The future is in good hands: Chapter 18.

(Older guy’s annual question) What’s the favorite hobby of people my age?

(early-career group’s annual answer) Travel? Golf?… Reading?… Bridge?… (old guy shakes his head, prompting increasingly sarcastic guesses) Bingo?… Naps?

(Older guy) No… the favorite hobby of people my age is getting together with each other and saying “The world used to be terrific but now it’s going to hell in a handbasket…”

(early-career group – laughter, flash of recognition; after all, they’ve all watched this scene play out at home, year after year – at the dinner table, while growing up; at family reunions; on holidays…)

(Older guy, continuing) …but the cure for that is hanging around you all! To do so is to realize that the future is in good hands.

2018 AMS Summer Policy Colloquium participants

In a wonderful TED talk, Shawn Achor posits that the barrage of news each day – dwelling as it does on sordid aspects of politics, terrorism, war, social inequities, natural disasters, and the acrimony and polarization characterizing national conversations on all this – insidiously gives us the false impression about the reality of the world we live on. The negative emphasis blinds us to all the powerful, positive trends underway – worldwide reductions in poverty, gains in agricultural productivity, progress towards renewable energy, statistically verifiable reductions in the rate of violence, and more. It breeds those twin imposters for wisdom – cynicism and pessimism.

Worse – this negative view inhibits our common progress towards building this better world. Mr. Achor argues that the end of each day we should reflect back for a few minutes on the day’s events – identifying three aspects for which we were grateful, and journaling about one positive event. He asserts that such a daily practice will develop in us an attitude of looking, searching for – and expecting– the positive. His studies suggest that this simple attitude adjustment makes us more successful in work and the rest of life.

For the past eighteen years – predating Mr. Achor’s talk and work by a few years, it’s been my privilege to see this in action – not intentionally, but as a happy incidental consequence of something else entirely. When I arrived at the American Meteorological Society in 2000, Ron McPherson, then the Executive Director, set me to work establishing an AMS Summer Policy Colloquium. His idea was the Colloquium would be the policy counterpoint to the eminently successful NCAR Summer Colloquium(then over 30 years old, and continuing to this day), which each summer brings small groups of students and faculty to Boulder for a period to consider a specialized scientific or technical topic[1]. The plan was – every year – to bring some 25-40 early- and mid-career professionals from our Earth observing, science, and services community (spanning public, private, and academic sectors) to DC for ten days. They’d meet with counterparts from Congress and Congressional staff, the White House, State Department, federal agencies, and the private sector (many – a slight majority – with scientific backgrounds themselves). They’d dialog about science policy. The Colloquia wouldn’t be enough to ground Colloquium participants fully in federal policy for science, and science input into policy and politics; they could only provide a taste. But ten days of such conversations would whet participants’ appetite to learn more. The encounters would equip and inspire them to engage more effectively and actively with political and business leaders going forward.  And they’d get to know each other. Over the years, as the number of Colloquium alumni grew, our geosciences community (or Weather Enterprise – or whatever alternative label you prefer) would grow more effective in helping society realize benefit from our work: more rapid growth in food, water, energy, and transportation sectors of the economy; increased community-level and national resilience to hazards; protection of the environment and maintenance of critical ecosystems services.

What you will do:
(1) In the colloquium post, how would the paragraph beginning "Worse – this negative view" read as a short list of its main points?
(2) Which hobbies does the early-career group guess in the colloquium post?

Data lines:
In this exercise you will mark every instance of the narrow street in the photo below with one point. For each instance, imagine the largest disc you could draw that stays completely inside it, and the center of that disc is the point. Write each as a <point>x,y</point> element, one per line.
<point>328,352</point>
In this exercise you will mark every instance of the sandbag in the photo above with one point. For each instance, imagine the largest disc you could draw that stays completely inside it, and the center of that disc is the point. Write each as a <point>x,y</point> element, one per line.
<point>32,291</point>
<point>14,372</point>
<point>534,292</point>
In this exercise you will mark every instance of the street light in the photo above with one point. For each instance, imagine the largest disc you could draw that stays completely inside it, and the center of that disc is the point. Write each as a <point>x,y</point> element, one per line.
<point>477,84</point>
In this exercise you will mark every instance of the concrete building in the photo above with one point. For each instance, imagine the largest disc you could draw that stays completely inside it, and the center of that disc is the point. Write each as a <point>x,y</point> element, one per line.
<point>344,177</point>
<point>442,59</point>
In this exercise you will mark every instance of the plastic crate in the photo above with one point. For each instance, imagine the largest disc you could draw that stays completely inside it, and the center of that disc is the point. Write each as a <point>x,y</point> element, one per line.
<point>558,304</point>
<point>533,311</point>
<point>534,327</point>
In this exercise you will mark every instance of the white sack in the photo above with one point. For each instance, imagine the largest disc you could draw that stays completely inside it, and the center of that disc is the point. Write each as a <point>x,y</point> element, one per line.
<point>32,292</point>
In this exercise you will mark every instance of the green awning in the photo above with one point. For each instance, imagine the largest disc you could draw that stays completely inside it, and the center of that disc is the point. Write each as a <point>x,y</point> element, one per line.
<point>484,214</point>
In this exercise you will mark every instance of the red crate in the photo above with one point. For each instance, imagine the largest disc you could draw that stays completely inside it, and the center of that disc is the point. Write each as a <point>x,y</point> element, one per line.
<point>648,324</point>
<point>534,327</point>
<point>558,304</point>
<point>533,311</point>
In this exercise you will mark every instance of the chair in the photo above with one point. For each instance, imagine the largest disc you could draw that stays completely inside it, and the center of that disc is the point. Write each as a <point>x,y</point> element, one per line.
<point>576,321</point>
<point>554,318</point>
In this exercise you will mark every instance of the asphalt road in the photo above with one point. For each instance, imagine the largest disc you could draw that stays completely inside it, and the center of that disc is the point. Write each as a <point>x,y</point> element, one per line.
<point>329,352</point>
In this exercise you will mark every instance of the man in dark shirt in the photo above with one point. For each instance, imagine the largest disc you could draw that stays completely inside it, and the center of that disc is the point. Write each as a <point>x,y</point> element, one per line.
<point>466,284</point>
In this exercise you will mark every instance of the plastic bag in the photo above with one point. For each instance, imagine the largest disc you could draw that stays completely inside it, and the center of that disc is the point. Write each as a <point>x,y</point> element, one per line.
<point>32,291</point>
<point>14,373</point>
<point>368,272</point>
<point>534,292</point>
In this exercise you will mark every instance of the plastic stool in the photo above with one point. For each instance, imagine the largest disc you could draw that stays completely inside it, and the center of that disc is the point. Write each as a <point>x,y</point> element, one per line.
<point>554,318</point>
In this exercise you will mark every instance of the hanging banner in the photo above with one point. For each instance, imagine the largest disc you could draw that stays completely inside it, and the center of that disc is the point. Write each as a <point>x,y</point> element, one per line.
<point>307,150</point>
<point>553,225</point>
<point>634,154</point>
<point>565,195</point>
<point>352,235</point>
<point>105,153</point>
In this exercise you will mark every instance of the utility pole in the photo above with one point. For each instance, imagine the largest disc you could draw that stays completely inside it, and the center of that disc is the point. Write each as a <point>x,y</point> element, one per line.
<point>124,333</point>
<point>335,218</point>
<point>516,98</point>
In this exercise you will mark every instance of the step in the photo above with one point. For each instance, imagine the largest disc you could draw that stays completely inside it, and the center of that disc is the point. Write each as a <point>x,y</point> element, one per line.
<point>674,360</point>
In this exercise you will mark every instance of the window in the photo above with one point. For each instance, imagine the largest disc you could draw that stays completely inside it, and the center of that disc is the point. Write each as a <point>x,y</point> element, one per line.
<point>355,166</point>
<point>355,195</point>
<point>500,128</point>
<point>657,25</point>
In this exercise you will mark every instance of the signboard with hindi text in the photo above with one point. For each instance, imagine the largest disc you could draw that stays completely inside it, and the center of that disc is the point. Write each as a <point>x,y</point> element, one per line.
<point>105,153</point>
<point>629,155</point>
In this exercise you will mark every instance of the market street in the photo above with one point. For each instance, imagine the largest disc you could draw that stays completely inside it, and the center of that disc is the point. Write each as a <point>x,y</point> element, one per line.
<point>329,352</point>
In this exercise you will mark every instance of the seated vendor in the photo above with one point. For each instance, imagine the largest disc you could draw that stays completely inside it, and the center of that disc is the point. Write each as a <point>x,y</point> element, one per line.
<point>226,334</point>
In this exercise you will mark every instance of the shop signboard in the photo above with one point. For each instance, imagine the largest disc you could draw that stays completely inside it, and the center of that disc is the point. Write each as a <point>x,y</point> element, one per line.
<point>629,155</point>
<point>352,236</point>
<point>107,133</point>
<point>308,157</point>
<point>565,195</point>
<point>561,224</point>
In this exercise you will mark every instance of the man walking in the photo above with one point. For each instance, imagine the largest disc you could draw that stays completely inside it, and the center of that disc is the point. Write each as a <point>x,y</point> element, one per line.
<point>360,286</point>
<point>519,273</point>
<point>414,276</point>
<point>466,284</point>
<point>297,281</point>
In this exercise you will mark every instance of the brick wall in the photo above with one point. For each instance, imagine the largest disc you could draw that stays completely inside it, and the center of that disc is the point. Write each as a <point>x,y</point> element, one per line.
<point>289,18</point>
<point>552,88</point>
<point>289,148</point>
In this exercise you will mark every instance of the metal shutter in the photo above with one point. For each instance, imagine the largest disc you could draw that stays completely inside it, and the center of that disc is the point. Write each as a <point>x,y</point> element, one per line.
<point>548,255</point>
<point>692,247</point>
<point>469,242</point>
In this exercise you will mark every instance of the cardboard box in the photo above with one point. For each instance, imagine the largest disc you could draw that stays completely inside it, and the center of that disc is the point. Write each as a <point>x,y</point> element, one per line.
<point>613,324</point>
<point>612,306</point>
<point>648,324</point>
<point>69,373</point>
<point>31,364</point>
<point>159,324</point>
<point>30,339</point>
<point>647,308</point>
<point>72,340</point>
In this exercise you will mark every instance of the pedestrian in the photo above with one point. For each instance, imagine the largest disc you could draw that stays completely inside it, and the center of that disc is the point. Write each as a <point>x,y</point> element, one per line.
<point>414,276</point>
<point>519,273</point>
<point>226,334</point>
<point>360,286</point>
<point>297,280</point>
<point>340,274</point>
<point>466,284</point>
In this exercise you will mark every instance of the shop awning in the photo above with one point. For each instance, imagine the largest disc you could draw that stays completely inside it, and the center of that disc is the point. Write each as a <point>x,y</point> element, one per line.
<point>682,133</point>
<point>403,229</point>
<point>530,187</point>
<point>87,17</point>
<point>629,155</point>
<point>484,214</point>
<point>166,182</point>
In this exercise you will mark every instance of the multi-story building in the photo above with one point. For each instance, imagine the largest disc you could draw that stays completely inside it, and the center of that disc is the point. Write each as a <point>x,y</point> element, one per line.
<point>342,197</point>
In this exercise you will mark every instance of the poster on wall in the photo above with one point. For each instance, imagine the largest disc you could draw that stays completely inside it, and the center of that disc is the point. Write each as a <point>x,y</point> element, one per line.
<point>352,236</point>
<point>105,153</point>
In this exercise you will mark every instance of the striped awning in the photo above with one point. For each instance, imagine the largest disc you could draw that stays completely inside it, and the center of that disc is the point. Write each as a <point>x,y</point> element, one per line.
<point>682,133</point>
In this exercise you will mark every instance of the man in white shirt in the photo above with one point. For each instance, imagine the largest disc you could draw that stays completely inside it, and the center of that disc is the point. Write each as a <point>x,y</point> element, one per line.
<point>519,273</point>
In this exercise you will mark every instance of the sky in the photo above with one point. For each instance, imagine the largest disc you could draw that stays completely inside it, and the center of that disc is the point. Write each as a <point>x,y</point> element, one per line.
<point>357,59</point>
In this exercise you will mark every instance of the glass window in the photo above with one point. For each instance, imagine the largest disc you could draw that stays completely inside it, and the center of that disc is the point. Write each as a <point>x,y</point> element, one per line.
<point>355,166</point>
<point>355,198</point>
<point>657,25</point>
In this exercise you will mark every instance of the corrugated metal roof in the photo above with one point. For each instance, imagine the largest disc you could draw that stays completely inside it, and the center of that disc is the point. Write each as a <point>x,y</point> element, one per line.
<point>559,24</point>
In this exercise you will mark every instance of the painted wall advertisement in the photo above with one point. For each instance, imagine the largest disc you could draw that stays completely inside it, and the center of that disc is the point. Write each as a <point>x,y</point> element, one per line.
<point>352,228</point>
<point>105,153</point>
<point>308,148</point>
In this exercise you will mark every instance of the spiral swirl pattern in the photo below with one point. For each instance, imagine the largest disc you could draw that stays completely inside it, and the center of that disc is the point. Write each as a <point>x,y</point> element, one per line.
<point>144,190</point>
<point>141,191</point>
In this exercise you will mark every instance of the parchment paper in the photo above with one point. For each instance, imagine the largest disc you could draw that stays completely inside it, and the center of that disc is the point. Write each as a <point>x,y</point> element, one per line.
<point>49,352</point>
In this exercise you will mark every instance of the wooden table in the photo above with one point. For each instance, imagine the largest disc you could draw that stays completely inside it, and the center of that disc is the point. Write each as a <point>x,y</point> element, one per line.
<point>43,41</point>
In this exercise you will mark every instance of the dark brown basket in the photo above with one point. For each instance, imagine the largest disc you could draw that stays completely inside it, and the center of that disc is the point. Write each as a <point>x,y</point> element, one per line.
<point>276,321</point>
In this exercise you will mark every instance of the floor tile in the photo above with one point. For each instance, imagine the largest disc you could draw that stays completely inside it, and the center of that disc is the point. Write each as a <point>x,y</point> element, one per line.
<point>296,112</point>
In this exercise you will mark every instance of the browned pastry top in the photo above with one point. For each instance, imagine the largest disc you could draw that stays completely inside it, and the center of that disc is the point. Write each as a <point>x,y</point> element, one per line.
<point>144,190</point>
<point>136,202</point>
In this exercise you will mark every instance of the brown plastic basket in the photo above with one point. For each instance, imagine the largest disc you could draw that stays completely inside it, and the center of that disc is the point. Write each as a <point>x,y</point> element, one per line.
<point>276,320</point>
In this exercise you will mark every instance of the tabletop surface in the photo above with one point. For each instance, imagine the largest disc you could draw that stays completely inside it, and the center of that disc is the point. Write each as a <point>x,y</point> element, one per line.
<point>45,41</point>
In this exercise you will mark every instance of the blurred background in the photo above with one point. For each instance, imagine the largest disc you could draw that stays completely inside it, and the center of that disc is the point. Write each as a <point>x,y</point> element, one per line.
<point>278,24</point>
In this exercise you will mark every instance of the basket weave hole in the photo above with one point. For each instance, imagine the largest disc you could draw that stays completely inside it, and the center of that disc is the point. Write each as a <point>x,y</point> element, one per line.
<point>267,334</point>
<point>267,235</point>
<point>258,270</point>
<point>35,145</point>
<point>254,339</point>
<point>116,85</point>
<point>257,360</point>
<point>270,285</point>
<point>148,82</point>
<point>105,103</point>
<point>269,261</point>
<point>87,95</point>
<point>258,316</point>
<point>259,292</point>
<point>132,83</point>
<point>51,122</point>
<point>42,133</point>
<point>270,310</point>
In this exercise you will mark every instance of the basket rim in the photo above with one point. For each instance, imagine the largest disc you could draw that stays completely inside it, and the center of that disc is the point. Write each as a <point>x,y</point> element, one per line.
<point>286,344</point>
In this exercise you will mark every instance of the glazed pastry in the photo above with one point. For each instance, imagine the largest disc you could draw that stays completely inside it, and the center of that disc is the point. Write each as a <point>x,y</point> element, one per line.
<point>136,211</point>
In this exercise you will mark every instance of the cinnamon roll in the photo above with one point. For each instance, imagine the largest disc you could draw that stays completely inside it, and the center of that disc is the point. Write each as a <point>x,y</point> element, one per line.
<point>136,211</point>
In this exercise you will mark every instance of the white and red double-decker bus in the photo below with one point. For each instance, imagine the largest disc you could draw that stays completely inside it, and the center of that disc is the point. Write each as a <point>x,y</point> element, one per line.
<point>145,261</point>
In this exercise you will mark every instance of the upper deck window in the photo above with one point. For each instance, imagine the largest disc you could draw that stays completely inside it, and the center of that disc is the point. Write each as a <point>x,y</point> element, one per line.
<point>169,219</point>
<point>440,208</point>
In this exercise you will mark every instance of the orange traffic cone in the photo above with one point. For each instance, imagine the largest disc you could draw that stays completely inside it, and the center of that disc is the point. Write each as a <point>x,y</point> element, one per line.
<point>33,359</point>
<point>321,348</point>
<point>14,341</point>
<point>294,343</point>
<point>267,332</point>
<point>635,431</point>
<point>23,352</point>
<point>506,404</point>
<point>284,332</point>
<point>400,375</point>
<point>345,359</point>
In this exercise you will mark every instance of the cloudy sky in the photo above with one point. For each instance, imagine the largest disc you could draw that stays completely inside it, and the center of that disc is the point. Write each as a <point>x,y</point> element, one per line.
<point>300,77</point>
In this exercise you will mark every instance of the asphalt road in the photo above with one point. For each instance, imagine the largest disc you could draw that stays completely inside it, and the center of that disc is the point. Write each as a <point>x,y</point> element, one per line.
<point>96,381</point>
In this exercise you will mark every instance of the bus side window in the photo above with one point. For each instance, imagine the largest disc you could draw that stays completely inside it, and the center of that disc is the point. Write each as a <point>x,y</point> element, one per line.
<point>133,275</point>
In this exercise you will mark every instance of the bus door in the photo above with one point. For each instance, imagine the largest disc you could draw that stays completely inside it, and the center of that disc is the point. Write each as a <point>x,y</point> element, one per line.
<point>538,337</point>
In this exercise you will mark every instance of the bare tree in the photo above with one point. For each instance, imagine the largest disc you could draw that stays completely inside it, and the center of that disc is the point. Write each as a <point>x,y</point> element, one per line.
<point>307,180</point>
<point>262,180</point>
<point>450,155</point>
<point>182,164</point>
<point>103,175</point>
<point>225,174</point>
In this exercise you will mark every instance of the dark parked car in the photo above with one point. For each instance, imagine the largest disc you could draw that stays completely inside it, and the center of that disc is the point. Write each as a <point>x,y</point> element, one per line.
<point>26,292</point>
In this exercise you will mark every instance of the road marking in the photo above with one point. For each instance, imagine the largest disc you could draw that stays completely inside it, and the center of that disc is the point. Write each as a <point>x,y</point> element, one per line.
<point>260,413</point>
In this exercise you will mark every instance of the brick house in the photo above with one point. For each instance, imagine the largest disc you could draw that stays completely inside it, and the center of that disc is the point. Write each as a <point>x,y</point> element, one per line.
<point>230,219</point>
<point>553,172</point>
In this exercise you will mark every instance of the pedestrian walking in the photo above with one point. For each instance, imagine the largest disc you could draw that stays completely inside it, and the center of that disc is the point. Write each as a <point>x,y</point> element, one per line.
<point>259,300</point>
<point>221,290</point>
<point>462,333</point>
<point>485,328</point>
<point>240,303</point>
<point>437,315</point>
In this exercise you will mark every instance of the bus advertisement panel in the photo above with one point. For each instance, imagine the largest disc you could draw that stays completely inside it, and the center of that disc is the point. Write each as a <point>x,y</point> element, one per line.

Answers provided:
(1)
- A negative view of the world inhibits our common progress toward building a better world.
- Shawn Achor argues that at the end of each day we should spend a few minutes reflecting on the day's events, naming three things we were grateful for and journaling about one positive event.
- He asserts that this daily practice develops an attitude of looking for, searching for, and expecting the positive.
- His studies suggest that this attitude adjustment makes us more successful in work and the rest of life.

(2) Travel, golf, reading, bridge, bingo, naps